___ Quoted text
Hello!
I have a small contribution, which may be useful for someone here.
Sometimes I lost my X because a weird upgrade, would be nice if I can check the artix news to look if some breaking upgrade was released.
Because of that I made a scraper of Artix news page: https://github.com/ryukinix/artix-news.
It's mostly based on archnews python script (https://github.com/mjiricka/archnews/blob/master/archnews).
It works!
A couple of things I encountered that may be useful for installation by others - to use pip install you have to first install the python-pip package from the repos. And I did not have .local/bin in PATH so I got a warning about that, and had to call it by it's full path to run it. Installing it without the --user option worked though.
And if you do
$ artix-news | less - R
you can see it in less, but still keep the color display.
Great!!! Thanks for testing it. I'll plan some additional documentation and I can make a AUR package if there is a need for it. There is a planned flag (artix-news -s) to add a brief summary of news: https://github.com/ryukinix/artix-news/issues/1
Which will make this result:
(https://user-images.githubusercontent.com/7642878/52955969-c9678500-336c-11e9-81ba-39e531c5c9b4.png)
Very nice! Thanks for this!
Was this the warning?
pip install --user artix-news
error: externally-managed-environment
× This environment is externally managed
╰─> To install Python packages system-wide, try 'pacman -S
python-xyz', where xyz is the package you are trying to
install.
If you wish to install a non-Arch-packaged Python package,
create a virtual environment using 'python -m venv path/to/venv'.
Then use path/to/venv/bin/python and path/to/venv/bin/pip.
______
___ Material
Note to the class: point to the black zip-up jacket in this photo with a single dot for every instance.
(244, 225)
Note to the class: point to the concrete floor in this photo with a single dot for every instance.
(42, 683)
______
§ Tasks to perform:
1) In the Artix news scraper thread, which Python script is the scraper mostly based on?
2) Retype everything in the Artix news scraper thread from "Sometimes I lost" down to "news page: https://github.com/ryukinix/artix-news.".

§ Task results:
1) The archnews Python script.

2)
Sometimes I lost my X because a weird upgrade, would be nice if I can check the artix news to look if some breaking upgrade was released.
Because of that I made a scraper of Artix news page: https://github.com/ryukinix/artix-news.